Reproduce the passage of the court opinion below that starts with "Subsequently, defendant entered" and goes on through "in open court.".

— DOCUMENT SECTION —
— start —
A decision without a published opinion is authority only in the case in which such decision is rendered and should not be cited in any other case in any court for any other purpose, nor should any court consider any such decision for any purpose except in the case in which such decision is rendered. See Rule of Appellate Procedure 30 (e)(3).

NO. COA02-62

NORTH CAROLINA COURT OF APPEALS

Filed: 3 December 2002

STATE OF NORTH CAROLINA

v .                         Forsyth County
                            Nos. 00 CRS 40391, 57553 and                                 57958; 01 CRS 4207
MICHAEL JUNIOR COOPER,
    Defendant

    Appeal by defendant from judgment entered 22 August 2001 by Judge Clarence W. Carter in Forsyth County Superior Court. Heard in the Court of Appeals 18 September 2002.

    Attorney General Roy Cooper, by Assistant Attorney General Alexandra M. Hightower, for the State.

    Leslie C. Rawls for defendant.

    BRYANT, Judge.

    Defendant Michael Junior Cooper was indicted for one count each of larceny of a motor vehicle, possession of a stolen vehicle, delivering a schedule II controlled substance, and conspiracy to violate the Controlled Substances Act. By separate indictments, defendant was indicted for habitual misdemeanor assault and for habitual felon. These matters came for jury trial at the 20 August 2001 session of Forsyth County Superior Court with the Honorable Clarence W. Carter presiding. Defendant was found guilty of possession of a stolen vehicle, but the jury was deadlocked as to the remaining charges.
    Subsequently, defendant entered into a plea agreement wherebyhe agreed to plead guilty to all of the remaining charges including habitual misdemeanor assault (a felony) and habitual felon status. Based on the trial court's calculating of defendant's prior record level at a level V, defendant was sentenced to 151-191 months. Defendant gave notice of appeal in open court.
— end —
— ENTRIES SHOWN —
— start —
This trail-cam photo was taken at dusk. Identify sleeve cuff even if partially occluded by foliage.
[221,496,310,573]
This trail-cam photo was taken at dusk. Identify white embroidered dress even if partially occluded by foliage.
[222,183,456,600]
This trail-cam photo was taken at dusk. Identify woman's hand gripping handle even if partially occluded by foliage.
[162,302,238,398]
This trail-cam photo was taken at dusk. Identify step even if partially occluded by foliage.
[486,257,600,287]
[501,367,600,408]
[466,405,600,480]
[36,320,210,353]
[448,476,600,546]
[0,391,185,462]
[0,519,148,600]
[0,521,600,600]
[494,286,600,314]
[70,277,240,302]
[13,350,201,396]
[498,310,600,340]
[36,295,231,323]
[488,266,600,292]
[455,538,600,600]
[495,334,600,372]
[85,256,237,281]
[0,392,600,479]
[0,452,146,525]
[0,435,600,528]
— end —
— SOLUTION —
Subsequently, defendant entered into a plea agreement wherebyhe agreed to plead guilty to all of the remaining charges including habitual misdemeanor assault (a felony) and habitual felon status. Based on the trial court's calculating of defendant's prior record level at a level V, defendant was sentenced to 151-191 months. Defendant gave notice of appeal in open court.